▶ [What you are asked to do] An exact copy of all the data below is required.
Supplied entries Block Start
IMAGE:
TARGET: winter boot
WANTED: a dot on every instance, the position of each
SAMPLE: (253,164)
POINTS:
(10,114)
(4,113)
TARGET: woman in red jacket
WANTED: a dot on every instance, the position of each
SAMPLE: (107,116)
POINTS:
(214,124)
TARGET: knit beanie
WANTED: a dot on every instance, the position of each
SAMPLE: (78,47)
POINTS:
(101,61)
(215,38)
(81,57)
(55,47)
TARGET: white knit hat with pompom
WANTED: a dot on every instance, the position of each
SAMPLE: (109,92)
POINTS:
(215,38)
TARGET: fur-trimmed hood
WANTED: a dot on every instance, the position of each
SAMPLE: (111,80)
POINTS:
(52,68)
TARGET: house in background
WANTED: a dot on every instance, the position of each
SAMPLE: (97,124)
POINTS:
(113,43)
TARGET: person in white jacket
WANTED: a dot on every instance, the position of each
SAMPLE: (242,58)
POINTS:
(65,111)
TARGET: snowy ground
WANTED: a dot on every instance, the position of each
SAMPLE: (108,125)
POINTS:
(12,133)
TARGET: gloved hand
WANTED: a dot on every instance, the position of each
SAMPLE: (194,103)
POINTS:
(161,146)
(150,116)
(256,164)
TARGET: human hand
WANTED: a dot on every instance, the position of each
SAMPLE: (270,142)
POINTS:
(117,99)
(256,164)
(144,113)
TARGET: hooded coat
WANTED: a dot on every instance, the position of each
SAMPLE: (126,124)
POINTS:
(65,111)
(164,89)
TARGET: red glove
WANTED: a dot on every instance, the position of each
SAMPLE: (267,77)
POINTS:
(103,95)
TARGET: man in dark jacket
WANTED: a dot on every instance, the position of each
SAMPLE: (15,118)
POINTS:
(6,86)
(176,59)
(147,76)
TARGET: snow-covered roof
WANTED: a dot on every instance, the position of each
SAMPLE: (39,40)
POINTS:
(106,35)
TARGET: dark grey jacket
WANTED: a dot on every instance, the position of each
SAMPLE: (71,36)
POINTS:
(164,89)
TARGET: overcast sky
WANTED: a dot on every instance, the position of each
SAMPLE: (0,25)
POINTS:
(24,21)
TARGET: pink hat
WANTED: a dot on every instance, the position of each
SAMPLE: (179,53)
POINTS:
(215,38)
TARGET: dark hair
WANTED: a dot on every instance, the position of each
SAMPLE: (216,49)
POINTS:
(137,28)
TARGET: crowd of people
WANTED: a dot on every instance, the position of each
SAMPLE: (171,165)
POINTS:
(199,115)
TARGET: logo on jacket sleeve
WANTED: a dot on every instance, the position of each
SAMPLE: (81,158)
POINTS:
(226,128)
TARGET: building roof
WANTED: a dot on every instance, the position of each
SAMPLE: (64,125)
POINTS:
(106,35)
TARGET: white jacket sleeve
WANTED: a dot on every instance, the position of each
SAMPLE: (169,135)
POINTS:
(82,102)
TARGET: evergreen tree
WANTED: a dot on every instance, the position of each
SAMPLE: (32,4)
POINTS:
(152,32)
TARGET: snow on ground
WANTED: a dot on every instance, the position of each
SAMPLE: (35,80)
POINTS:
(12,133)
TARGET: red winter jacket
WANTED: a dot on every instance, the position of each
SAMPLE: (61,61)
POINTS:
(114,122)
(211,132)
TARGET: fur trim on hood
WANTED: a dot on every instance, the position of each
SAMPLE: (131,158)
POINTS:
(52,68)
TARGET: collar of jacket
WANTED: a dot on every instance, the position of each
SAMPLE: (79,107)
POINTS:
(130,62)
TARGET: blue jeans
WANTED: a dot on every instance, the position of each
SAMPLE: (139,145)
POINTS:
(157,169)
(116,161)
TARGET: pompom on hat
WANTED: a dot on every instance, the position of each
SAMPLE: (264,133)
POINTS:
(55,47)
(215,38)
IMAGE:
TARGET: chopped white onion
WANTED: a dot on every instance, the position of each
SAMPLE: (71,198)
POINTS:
Supplied entries Block End
▶ [Completed exercise]
IMAGE:
TARGET: winter boot
WANTED: a dot on every instance, the position of each
SAMPLE: (253,164)
POINTS:
(10,114)
(4,113)
TARGET: woman in red jacket
WANTED: a dot on every instance, the position of each
SAMPLE: (107,116)
POINTS:
(214,124)
TARGET: knit beanie
WANTED: a dot on every instance, the position of each
SAMPLE: (78,47)
POINTS:
(101,61)
(215,38)
(81,57)
(55,47)
TARGET: white knit hat with pompom
WANTED: a dot on every instance, the position of each
SAMPLE: (109,92)
POINTS:
(215,38)
TARGET: fur-trimmed hood
WANTED: a dot on every instance, the position of each
SAMPLE: (111,80)
POINTS:
(52,68)
TARGET: house in background
WANTED: a dot on every instance, the position of each
SAMPLE: (97,124)
POINTS:
(113,43)
TARGET: person in white jacket
WANTED: a dot on every instance, the position of each
SAMPLE: (242,58)
POINTS:
(65,111)
TARGET: snowy ground
WANTED: a dot on every instance, the position of each
SAMPLE: (108,125)
POINTS:
(12,133)
TARGET: gloved hand
WANTED: a dot on every instance, the position of each
SAMPLE: (194,103)
POINTS:
(161,146)
(150,116)
(256,164)
TARGET: human hand
WANTED: a dot on every instance, the position of each
SAMPLE: (270,142)
POINTS:
(117,99)
(256,164)
(144,113)
TARGET: hooded coat
WANTED: a dot on every instance, the position of each
SAMPLE: (126,124)
POINTS:
(65,111)
(164,89)
TARGET: red glove
WANTED: a dot on every instance, the position of each
SAMPLE: (267,77)
POINTS:
(103,95)
TARGET: man in dark jacket
WANTED: a dot on every instance, the position of each
SAMPLE: (15,118)
POINTS:
(6,86)
(176,59)
(147,76)
TARGET: snow-covered roof
WANTED: a dot on every instance, the position of each
SAMPLE: (39,40)
POINTS:
(106,35)
TARGET: dark grey jacket
WANTED: a dot on every instance, the position of each
SAMPLE: (71,36)
POINTS:
(164,89)
TARGET: overcast sky
WANTED: a dot on every instance, the position of each
SAMPLE: (0,25)
POINTS:
(24,21)
TARGET: pink hat
WANTED: a dot on every instance, the position of each
SAMPLE: (179,53)
POINTS:
(215,38)
TARGET: dark hair
WANTED: a dot on every instance, the position of each
SAMPLE: (216,49)
POINTS:
(137,28)
TARGET: crowd of people
WANTED: a dot on every instance, the position of each
SAMPLE: (171,165)
POINTS:
(199,115)
TARGET: logo on jacket sleeve
WANTED: a dot on every instance, the position of each
SAMPLE: (81,158)
POINTS:
(226,128)
TARGET: building roof
WANTED: a dot on every instance, the position of each
SAMPLE: (64,125)
POINTS:
(106,35)
TARGET: white jacket sleeve
WANTED: a dot on every instance, the position of each
SAMPLE: (169,135)
POINTS:
(82,102)
TARGET: evergreen tree
WANTED: a dot on every instance, the position of each
SAMPLE: (32,4)
POINTS:
(152,32)
TARGET: snow on ground
WANTED: a dot on every instance, the position of each
SAMPLE: (35,80)
POINTS:
(12,133)
TARGET: red winter jacket
WANTED: a dot on every instance, the position of each
SAMPLE: (61,61)
POINTS:
(114,122)
(211,132)
TARGET: fur trim on hood
WANTED: a dot on every instance, the position of each
SAMPLE: (131,158)
POINTS:
(52,68)
TARGET: collar of jacket
WANTED: a dot on every instance, the position of each
SAMPLE: (79,107)
POINTS:
(130,62)
TARGET: blue jeans
WANTED: a dot on every instance, the position of each
SAMPLE: (139,145)
POINTS:
(157,169)
(116,161)
TARGET: pompom on hat
WANTED: a dot on every instance, the position of each
SAMPLE: (264,133)
POINTS:
(55,47)
(215,38)
IMAGE:
TARGET: chopped white onion
WANTED: a dot on every instance, the position of each
SAMPLE: (71,198)
POINTS:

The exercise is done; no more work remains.